One cause of sorting is the creation of indexes. Creating an index for a table involves sorting all the rows in the table based on the values of the indexed column or columns. Oracle also allows you to create indexes without sorting. If the rows in the table are loaded in ascending order, you can create the index faster without sorting.

The NOSORT Option

To create an index without sorting, load the rows into the table in ascending order of the indexed column values. Your operating system may provide a sorting utility to sort the rows before you load them.

When you create the index, use the NOSORT option on the CREATE INDEX command. For example, this CREATE INDEX statement creates the index EMP_INDEX on the ENAME column of the EMP table without sorting the rows in the EMP table:

CREATE INDEX emp_index
   ON emp(ename)
   NOSORT;

Note: Specifying NOSORT in a CREATE INDEX statement negates the use of PARALLEL INDEX CREATE, even if PARALLEL (DEGREE n) is specified.

When to Use the NOSORT Option

Presorting your data and loading it in order may not always be the fastest way to load a table. If you have a multiple-CPU computer, you may be able to load data faster using multiple processors in parallel, each processor loading a different portion of the data. To take advantage of parallel processing, load the data without sorting it first. Then create the index without the NOSORT option.

On the other hand, if you have a single-CPU computer, you should sort your data before loading, if possible. Then create the index with the NOSORT option.

GROUP BY NOSORT

Sorting can be avoided when performing a GROUP BY operation when you know that the input data is already ordered so that all rows in each group are clumped together. This may be the case, for example, if the rows are being retrieved from an index that matches the grouped columns, or if a sort-merge join produces the rows in the right order. ORDER BY sorts can be avoided in the same circumstances. When no sort takes place, the EXPLAIN PLAN output indicates GROUP BY NOSORT.

You must set the V733_PLANS_ENABLED initialization parameter to TRUE for GROUP BY NOSORT to be available.

Optimizing Large Sorts with SORT_DIRECT_WRITES

If memory and temporary space are abundant on your system, and you perform many large sorts to disk, you can set the initialization parameter SORT_DIRECT_WRITES to increase sort performance.

Behavior of SORT_DIRECT_WRITES

When this parameter is set to TRUE, each sort will allocate several large buffers in memory for direct disk I/O. You can set the initialization parameters SORT_WRITE_BUFFERS and SORT_WRITE_BUFFER_SIZE to control the number and size of these buffers. The sort will write an entire buffer for each I/O operation. The Oracle process performing the sort writes the sort data directly to the disk, bypassing the buffer cache.

The default value of SORT_DIRECT_WRITES is AUTO. When the parameter is unspecified or set to AUTO, Oracle automatically allocates direct write buffers if the SORT_AREA_SIZE is at least ten times the minimum direct write buffer configuration.

* [Data shown]:
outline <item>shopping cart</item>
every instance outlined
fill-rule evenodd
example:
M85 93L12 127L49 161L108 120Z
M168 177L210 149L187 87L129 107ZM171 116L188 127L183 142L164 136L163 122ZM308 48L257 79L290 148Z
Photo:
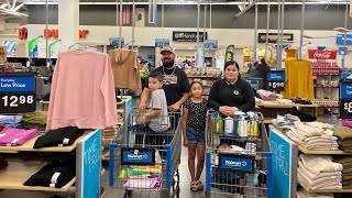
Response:
M163 132L140 124L142 117L132 109L110 143L109 185L124 189L124 198L179 197L180 113L160 118Z
M207 131L206 196L272 198L272 153L262 113L224 118L209 111Z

* [What this exercise asks]:
1. Reproduce the passage of the Oracle sorting text that starts at "Sorting can be" and ends at "GROUP BY NOSORT.".
2. According to the Oracle sorting text, which initialization parameter must be set to TRUE for GROUP BY NOSORT to be available?
3. Write the next part of the Oracle sorting text, picking up after its final sentence.

* [Outputs by task]:
1.
Sorting can be avoided when performing a GROUP BY operation when you know that the input data is already ordered so that all rows in each group are clumped together. This may be the case, for example, if the rows are being retrieved from an index that matches the grouped columns, or if a sort-merge join produces the rows in the right order. ORDER BY sorts can be avoided in the same circumstances. When no sort takes place, the EXPLAIN PLAN output indicates GROUP BY NOSORT.

2. V733_PLANS_ENABLED

3.
The memory for the direct write buffers is subtracted from the sort area, so the total amount of memory used for each sort is still SORT_AREA_SIZE. Setting SORT_WRITE_BUFFERS and SORT_WRITE_BUFFER_SIZE has no effect when SORT_DIRECT_WRITES is AUTO.

Performance Trade-offs of Direct Disk I/O for Sorts

Setting SORT_DIRECT_WRITES to TRUE causes each Oracle process that sorts to allocate memory in addition to that already allocated for the sort area. The additional memory allocated is calculated as follows:

SORT_WRITE_BUFFERS * SORT_WRITE_BUFFER_SIZE

The minimum direct write configuration on most platforms is two 32K buffers (2 * 32K), so direct write is generally allocated only if the sort area is 640K or greater. With a sort area smaller than this, direct write will not be performed.

Ensure that your operating system has enough free memory available to accommodate this increase. Also, sorts that use direct writes will tend to consume more temporary segment space on disk.

One way to avoid increasing memory usage is to decrease the sort area by the amount of memory allocated for direct writes. Note that reducing the sort area may increase the number of sorts to disk, which will decrease overall performance. A good rule of thumb is that the total memory allocated for direct write buffers should be less than one-tenth of the memory allocated for the sort area. If the minimum configuration of the direct write buffers is greater than one-tenth of your sort area, then you should not trade sort area for direct write buffers.

Tuning Checkpoints

A checkpoint is an operation that Oracle performs automatically. Checkpoints can momentarily reduce performance. This section explains

How Checkpoints Affect Performance

Checkpoints affect

recovery time performance
runtime performance

Frequent checkpoints can reduce recovery time in the event of an instance failure. If checkpoints are relatively frequent, then relatively few changes to the database are made between checkpoints. In this case, relatively few changes must be rolled forward for recovery.

However, a checkpoint can momentarily reduce runtime performance for these reasons:

Checkpoints cause DBWR to perform I/O.
If CKPT is not enabled, checkpoints cause LGWR to update data files and may momentarily prevent LGWR from writing redo entries.

The overhead associated with a checkpoint is usually small and only affects performance while Oracle performs the checkpoint.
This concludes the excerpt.